> [Source extract]:
# {BEWARE}message from 55352 -most for bsnl customers-Read



## mobileman (Dec 13, 2009)

Dear all, 
a messages from me

that as a subscriber of the bsnl, recently i am getting a mesage from no 55352, it contain a messgage so:
"Feeling lonely, make friends with beautifull girls and chat with them, SMS GF to 55352, Charges Rs.2/SMS"

please dont try this, coz they are simply to drain out money. as i have got this for a lot of time, last day, simply i have tried, ough, the responce is coming form a compiter i think, same as when we are getting fake contacts in out chat box.

so, please BEWARE, dont waist money.

for the sake of public interest.

thaking you
mobileman


----------



## krishnandu.sarkar (Dec 13, 2009)

Lol


----------



## Krow (Dec 14, 2009)

Thanks for the heads up, but I just can't stop myself from posting 3 points :



1). 
2). 
3). 

That being said, replying to any such advertising message is stupid and a way to loot us as they are not making any profits with 1 paisa per second etc.


----------



## rhitwick (Dec 14, 2009)

LOL!!!!

These kind of messages are so common that I've stopped even reading them.
Just delete any adv. SMS pops into ur mob.


----------



## wishmaster.dj (Dec 21, 2009)

mobileman said:


> Dear all,
> a messages from me
> 
> that as a subscriber of the bsnl, recently i am getting a mesage from no 55352, it contain a messgage so:
> ...



lmaox99


----------



## Anorion (Dec 22, 2009)

Thanks mobileman, for having our best interests at heart. 
:rotfl:


----------



## max_demon (Dec 22, 2009)

lets hope better mailboxes and spam filters for mobile phones


----------



## TheHumanBot (Dec 22, 2009)

Rofl Imao lol


----------



## mannuforall (Dec 22, 2009)

I also got such msgs but never replied, coz its only waist to time and money.


----------

> [Exercise task 1]: Set down the passage of the forum thread from "please dont try" up to and including "of public interest.", word for word.

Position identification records
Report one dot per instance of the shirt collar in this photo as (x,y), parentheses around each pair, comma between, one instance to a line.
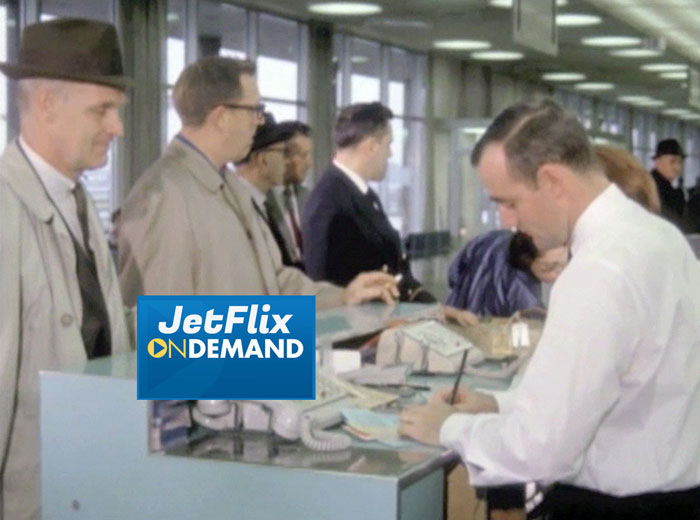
(597,214)
(58,185)
(354,177)
(258,196)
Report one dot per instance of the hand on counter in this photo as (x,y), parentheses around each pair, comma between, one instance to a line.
(373,285)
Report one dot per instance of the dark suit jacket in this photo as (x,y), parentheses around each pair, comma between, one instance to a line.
(344,234)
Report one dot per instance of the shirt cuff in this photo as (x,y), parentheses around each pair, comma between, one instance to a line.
(451,431)
(505,400)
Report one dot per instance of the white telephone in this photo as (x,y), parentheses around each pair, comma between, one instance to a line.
(288,419)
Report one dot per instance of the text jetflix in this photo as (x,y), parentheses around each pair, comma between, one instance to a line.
(226,347)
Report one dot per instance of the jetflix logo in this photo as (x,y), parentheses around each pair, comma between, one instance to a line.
(226,347)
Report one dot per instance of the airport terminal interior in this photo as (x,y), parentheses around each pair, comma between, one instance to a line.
(628,69)
(444,67)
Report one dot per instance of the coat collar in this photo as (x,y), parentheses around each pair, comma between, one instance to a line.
(197,164)
(24,181)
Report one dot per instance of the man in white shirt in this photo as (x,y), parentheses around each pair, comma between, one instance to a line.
(609,406)
(60,302)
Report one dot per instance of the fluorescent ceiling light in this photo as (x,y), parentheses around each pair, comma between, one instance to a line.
(345,8)
(650,103)
(664,67)
(594,85)
(461,45)
(577,19)
(563,76)
(497,55)
(633,99)
(611,41)
(509,3)
(676,112)
(635,53)
(680,74)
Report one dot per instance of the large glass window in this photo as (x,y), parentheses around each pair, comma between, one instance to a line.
(9,38)
(102,183)
(368,71)
(278,46)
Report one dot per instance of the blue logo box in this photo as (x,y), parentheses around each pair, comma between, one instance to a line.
(226,347)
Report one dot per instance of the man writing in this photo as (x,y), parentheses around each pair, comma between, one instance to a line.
(60,300)
(607,408)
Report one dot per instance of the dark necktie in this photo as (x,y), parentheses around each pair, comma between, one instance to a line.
(94,329)
(292,217)
(81,207)
(374,200)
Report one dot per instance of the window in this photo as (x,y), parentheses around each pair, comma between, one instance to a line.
(9,38)
(278,46)
(102,182)
(368,71)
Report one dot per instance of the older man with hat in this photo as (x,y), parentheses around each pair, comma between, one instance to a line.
(60,300)
(261,170)
(189,227)
(668,167)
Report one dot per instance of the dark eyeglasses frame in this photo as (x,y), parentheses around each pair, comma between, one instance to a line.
(259,109)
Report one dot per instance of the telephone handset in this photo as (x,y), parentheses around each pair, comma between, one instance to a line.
(288,419)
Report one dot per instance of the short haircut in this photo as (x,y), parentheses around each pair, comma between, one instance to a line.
(295,128)
(355,122)
(536,133)
(206,83)
(625,170)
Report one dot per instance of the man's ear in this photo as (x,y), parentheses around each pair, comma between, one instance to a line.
(551,176)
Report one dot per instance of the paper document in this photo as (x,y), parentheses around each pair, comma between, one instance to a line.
(438,338)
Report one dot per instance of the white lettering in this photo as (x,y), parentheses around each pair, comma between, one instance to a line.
(212,318)
(193,354)
(164,329)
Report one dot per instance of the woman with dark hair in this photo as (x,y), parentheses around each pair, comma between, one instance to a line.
(500,272)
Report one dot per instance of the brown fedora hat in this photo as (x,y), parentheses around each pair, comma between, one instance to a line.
(72,49)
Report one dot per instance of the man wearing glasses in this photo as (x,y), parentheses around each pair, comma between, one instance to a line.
(262,169)
(188,227)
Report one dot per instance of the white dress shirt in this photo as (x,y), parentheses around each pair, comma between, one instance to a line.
(611,398)
(60,189)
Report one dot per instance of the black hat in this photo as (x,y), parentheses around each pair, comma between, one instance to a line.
(73,49)
(269,133)
(668,147)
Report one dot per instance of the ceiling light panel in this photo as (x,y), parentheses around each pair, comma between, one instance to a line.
(594,85)
(635,53)
(611,41)
(461,45)
(345,8)
(497,55)
(664,67)
(577,20)
(563,76)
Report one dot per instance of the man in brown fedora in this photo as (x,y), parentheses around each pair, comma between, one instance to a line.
(60,300)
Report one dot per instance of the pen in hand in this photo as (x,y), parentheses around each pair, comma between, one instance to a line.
(459,376)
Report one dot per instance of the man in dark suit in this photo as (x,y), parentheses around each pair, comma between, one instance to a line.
(668,167)
(345,229)
(292,194)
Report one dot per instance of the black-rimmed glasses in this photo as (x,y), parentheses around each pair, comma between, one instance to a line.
(259,109)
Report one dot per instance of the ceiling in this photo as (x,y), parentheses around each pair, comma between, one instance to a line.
(415,24)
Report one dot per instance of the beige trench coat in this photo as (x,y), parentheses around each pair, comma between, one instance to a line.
(188,230)
(39,321)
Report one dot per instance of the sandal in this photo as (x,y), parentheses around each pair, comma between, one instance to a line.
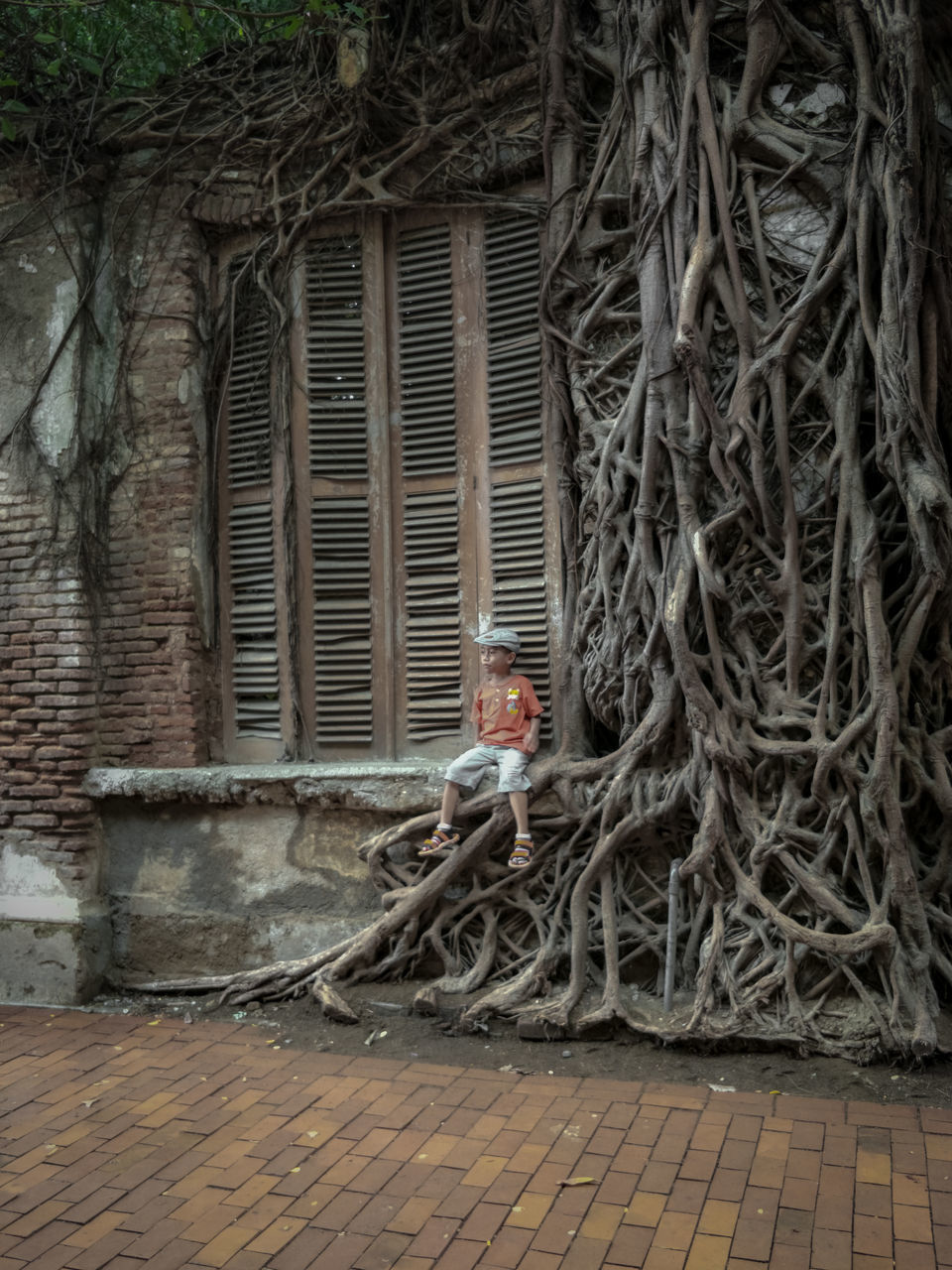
(522,853)
(438,839)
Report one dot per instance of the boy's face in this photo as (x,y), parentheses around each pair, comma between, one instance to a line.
(495,659)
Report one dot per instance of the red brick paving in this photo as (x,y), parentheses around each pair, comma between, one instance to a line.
(128,1143)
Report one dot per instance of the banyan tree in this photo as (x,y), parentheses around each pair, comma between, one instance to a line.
(744,317)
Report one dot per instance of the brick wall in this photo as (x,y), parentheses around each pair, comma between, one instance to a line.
(48,698)
(134,686)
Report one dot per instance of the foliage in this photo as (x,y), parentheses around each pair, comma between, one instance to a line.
(62,49)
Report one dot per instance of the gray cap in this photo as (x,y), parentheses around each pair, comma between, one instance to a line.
(499,638)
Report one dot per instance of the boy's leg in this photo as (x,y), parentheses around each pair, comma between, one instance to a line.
(520,803)
(516,784)
(443,834)
(451,797)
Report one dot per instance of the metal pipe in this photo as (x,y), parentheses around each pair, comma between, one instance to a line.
(671,944)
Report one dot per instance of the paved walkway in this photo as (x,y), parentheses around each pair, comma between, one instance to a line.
(132,1142)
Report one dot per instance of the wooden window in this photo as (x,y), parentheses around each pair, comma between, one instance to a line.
(395,499)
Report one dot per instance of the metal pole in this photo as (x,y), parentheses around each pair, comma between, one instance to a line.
(673,897)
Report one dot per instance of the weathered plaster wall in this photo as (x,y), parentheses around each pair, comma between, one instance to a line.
(216,869)
(54,938)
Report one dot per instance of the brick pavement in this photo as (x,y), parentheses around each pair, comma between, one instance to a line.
(131,1142)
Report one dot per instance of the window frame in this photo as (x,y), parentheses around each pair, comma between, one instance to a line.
(291,495)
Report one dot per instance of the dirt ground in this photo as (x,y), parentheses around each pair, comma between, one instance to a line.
(388,1026)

> [Exercise task 2]: Rewrite the entries from the line with "Report one dot per instance of the wooden" through the end of the entries, changing "metal pole" to "steel pole" and leaving everything else the same. Give only those lines.

> [Full output 1]:
please dont try this, coz they are simply to drain out money. as i have got this for a lot of time, last day, simply i have tried, ough, the responce is coming form a compiter i think, same as when we are getting fake contacts in out chat box.

so, please BEWARE, dont waist money.

for the sake of public interest.

> [Full output 2]:
Report one dot per instance of the wooden window in this photo as (x,y), parentheses around each pair, comma between, one instance to a line.
(395,499)
Report one dot per instance of the steel pole in this photo as (x,y), parentheses around each pair, comma between, one instance to a line.
(673,897)
Report one dot per instance of the weathered plaster wall in this photo as (x,y), parentheses around each pair, comma between, one instance to a line.
(216,869)
(54,938)
Report one dot per instance of the brick pavement in this photo as (x,y), parentheses around each pair, comma between, one instance to a line.
(131,1142)
Report one dot per instance of the window frame in this photo as (x,y), parentheses around each pair, comma between, one instance to a line.
(291,495)
Report one dot per instance of the dirt ground in this photo as (x,y), parentheses around each pair, comma between, one instance to a line.
(388,1026)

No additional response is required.